* _What the task asks_: Below are the records. Retype exactly the lines between the lines holding "Task: within every" and "negative clicks: (243, 135)", inclusive.

Entries taken from a collection:
--------------------

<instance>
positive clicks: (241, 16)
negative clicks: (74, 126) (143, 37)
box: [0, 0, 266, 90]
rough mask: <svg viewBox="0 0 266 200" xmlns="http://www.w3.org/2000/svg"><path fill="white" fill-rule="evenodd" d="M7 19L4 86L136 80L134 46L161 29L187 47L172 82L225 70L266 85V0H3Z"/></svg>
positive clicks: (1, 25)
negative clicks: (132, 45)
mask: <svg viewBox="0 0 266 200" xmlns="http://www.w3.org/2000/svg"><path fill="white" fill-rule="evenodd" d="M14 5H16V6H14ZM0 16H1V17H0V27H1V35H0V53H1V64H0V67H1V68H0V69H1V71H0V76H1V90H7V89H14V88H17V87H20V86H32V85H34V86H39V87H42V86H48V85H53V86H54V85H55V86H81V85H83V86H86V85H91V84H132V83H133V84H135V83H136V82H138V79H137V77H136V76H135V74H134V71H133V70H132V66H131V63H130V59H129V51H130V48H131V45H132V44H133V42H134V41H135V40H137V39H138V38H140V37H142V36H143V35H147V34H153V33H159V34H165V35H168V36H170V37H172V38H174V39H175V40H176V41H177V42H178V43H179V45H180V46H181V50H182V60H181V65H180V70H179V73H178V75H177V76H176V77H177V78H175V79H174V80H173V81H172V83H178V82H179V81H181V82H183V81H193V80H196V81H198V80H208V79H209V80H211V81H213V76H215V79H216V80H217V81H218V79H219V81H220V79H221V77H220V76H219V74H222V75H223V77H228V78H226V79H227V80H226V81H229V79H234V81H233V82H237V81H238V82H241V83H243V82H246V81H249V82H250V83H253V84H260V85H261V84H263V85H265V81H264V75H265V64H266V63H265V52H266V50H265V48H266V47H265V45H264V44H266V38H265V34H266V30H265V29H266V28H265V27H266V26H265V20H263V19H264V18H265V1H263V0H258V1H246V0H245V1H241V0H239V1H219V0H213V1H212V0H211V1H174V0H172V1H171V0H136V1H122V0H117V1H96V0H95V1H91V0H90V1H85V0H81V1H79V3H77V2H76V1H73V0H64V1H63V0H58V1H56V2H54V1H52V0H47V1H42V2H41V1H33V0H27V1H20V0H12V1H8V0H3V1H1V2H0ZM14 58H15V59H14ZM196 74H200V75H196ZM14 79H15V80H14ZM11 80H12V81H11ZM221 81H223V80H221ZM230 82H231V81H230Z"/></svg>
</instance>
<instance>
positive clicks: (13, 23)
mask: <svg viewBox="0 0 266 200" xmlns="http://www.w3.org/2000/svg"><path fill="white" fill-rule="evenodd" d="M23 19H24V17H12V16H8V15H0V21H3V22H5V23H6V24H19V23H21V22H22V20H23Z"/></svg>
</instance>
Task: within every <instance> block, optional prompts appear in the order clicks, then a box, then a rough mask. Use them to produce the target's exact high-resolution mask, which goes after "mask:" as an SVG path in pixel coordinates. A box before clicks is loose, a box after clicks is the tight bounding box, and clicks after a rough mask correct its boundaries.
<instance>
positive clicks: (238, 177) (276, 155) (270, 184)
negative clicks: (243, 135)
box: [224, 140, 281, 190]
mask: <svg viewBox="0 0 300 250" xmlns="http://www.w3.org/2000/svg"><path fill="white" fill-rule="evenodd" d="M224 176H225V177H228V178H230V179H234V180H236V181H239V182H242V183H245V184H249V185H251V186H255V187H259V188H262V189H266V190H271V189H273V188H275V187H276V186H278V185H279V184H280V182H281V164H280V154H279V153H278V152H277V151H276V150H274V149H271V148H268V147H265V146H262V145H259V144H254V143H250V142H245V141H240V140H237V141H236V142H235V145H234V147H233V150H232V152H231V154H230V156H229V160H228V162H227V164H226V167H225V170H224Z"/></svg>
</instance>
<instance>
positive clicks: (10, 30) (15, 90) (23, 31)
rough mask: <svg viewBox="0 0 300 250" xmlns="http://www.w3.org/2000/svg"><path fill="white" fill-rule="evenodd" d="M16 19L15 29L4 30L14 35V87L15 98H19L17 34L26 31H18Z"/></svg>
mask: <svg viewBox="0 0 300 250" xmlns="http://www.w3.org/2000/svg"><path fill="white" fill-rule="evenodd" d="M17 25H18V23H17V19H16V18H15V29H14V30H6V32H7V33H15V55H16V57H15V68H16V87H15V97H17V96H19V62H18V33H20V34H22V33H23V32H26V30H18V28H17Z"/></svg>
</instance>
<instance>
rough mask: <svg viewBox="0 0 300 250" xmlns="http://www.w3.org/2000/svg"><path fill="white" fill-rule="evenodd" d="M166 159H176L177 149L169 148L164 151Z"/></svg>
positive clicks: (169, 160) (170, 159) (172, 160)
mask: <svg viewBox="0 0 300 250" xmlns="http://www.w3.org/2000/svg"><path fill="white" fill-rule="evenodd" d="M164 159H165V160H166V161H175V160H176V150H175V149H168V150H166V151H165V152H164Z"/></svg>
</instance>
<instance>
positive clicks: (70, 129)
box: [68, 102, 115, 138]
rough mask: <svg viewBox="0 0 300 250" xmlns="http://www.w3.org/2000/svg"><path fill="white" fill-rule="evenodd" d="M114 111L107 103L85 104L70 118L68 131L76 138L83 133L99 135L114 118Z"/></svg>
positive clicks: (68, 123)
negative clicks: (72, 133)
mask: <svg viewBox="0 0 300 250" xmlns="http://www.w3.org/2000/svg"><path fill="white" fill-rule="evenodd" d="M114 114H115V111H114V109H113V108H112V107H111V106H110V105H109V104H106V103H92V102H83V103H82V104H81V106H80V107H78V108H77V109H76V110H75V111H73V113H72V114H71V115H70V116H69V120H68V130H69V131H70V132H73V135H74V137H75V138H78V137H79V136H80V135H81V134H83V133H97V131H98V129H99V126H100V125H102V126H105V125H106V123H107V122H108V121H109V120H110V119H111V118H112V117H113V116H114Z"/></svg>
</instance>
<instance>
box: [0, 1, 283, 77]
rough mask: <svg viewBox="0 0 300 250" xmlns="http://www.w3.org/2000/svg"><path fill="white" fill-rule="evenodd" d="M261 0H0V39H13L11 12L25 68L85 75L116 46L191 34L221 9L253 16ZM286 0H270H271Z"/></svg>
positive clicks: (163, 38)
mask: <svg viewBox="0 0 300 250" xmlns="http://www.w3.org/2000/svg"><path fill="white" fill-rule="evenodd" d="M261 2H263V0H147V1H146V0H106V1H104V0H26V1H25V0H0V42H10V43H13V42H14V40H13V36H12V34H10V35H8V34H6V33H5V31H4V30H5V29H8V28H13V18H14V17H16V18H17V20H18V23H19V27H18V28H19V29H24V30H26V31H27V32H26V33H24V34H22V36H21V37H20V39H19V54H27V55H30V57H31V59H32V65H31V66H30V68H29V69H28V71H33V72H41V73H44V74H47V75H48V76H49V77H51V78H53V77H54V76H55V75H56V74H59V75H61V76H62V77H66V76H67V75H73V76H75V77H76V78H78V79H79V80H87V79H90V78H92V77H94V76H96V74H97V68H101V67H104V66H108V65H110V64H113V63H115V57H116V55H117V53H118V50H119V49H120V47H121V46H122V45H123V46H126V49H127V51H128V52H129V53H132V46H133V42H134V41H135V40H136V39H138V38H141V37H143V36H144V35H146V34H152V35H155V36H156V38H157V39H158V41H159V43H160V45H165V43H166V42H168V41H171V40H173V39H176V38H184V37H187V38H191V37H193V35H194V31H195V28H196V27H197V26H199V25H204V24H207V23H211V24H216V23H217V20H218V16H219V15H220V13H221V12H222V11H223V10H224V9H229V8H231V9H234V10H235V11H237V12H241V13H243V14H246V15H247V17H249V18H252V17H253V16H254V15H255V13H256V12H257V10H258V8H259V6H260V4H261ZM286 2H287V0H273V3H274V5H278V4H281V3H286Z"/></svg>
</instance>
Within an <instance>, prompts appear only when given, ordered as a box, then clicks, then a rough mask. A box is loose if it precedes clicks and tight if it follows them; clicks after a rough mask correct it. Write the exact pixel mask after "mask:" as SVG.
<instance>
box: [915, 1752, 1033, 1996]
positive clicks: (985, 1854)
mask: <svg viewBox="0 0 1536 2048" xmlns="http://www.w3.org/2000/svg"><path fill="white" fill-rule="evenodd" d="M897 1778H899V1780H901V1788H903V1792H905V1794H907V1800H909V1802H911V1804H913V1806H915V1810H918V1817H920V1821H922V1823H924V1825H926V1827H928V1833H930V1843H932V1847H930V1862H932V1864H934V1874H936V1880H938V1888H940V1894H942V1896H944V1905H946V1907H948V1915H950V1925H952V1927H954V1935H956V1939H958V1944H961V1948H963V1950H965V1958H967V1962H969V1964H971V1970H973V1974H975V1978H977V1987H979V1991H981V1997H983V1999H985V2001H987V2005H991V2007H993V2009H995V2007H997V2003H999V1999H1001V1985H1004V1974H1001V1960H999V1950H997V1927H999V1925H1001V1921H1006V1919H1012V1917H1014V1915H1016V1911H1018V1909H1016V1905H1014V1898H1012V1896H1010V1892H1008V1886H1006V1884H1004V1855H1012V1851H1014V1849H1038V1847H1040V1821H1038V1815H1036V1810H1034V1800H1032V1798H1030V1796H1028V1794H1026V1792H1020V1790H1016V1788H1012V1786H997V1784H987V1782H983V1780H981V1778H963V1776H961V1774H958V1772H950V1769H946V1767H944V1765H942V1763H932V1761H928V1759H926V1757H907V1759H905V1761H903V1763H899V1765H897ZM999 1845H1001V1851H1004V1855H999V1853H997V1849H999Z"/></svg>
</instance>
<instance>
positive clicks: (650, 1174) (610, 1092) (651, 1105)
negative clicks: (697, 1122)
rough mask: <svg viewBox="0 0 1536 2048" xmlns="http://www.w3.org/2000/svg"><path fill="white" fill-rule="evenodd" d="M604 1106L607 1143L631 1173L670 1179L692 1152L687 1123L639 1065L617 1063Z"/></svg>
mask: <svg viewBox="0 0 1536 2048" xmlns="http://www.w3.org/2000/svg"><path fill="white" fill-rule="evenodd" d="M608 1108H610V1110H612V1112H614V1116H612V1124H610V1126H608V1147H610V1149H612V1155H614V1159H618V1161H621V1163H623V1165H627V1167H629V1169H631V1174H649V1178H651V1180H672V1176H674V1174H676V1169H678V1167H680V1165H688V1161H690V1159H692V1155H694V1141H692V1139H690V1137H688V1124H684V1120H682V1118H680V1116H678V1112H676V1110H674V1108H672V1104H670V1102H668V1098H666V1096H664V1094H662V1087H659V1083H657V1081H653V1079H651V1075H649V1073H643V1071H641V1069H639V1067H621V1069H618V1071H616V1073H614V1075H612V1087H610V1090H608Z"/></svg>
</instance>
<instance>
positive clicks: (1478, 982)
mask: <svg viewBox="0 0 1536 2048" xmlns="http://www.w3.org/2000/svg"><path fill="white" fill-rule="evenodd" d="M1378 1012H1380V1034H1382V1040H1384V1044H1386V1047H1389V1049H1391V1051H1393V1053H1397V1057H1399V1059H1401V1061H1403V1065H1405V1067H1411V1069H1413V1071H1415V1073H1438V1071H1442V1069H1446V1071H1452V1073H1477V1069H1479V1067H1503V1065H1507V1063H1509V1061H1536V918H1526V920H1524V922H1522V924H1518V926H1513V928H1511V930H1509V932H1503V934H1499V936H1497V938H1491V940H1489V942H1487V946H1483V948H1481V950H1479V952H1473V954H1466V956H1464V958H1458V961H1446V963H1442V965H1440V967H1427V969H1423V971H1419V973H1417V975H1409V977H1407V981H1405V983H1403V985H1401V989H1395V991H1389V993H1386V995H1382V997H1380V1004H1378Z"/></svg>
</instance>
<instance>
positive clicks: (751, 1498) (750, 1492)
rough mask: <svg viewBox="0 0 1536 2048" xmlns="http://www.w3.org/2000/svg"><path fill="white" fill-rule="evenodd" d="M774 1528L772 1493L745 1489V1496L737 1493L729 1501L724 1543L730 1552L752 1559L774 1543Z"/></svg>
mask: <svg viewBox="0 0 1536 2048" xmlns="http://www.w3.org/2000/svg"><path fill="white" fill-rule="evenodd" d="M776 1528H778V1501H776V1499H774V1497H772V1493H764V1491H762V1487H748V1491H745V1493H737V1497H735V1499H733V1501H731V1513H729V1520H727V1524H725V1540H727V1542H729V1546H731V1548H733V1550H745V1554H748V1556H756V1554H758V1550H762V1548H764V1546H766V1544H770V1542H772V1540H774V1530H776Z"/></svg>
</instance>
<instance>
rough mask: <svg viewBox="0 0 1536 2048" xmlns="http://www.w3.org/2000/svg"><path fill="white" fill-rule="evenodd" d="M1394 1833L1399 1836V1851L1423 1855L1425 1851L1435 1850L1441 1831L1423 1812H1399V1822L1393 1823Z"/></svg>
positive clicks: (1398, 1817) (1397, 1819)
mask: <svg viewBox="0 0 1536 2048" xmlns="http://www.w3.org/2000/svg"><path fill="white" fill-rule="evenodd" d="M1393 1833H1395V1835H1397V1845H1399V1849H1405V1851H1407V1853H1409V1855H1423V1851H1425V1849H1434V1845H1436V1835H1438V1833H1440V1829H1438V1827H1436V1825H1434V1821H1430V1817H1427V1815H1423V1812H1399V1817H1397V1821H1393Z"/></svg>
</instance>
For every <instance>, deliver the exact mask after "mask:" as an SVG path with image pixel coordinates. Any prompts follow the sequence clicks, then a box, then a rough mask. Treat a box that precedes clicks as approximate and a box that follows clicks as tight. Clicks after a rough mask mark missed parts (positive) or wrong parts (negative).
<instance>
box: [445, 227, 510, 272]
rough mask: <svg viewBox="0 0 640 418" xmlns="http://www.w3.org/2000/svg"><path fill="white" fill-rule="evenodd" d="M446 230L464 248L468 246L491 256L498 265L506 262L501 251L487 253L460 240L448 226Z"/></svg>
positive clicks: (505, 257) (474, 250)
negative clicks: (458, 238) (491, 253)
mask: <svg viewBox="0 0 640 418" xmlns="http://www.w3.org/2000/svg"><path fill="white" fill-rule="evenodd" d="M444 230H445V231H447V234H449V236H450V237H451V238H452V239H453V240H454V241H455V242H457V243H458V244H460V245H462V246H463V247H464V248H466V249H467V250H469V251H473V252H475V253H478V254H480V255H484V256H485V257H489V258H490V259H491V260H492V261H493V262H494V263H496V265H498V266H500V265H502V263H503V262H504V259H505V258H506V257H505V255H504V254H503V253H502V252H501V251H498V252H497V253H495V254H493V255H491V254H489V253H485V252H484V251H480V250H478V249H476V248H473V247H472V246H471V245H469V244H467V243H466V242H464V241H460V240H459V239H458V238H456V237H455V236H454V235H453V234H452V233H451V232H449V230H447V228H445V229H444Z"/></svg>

--------------------

* _Task solution_:
Task: within every <instance> block, optional prompts appear in the order clicks, then a box, then a rough mask. Use them to produce the target's exact high-resolution mask, which goes after "mask:" as an SVG path in pixel coordinates. A box before clicks is loose, a box after clicks is the tight bounding box, and clicks after a rough mask correct its boundaries.
<instance>
positive clicks: (238, 177) (276, 155) (270, 184)
negative clicks: (243, 135)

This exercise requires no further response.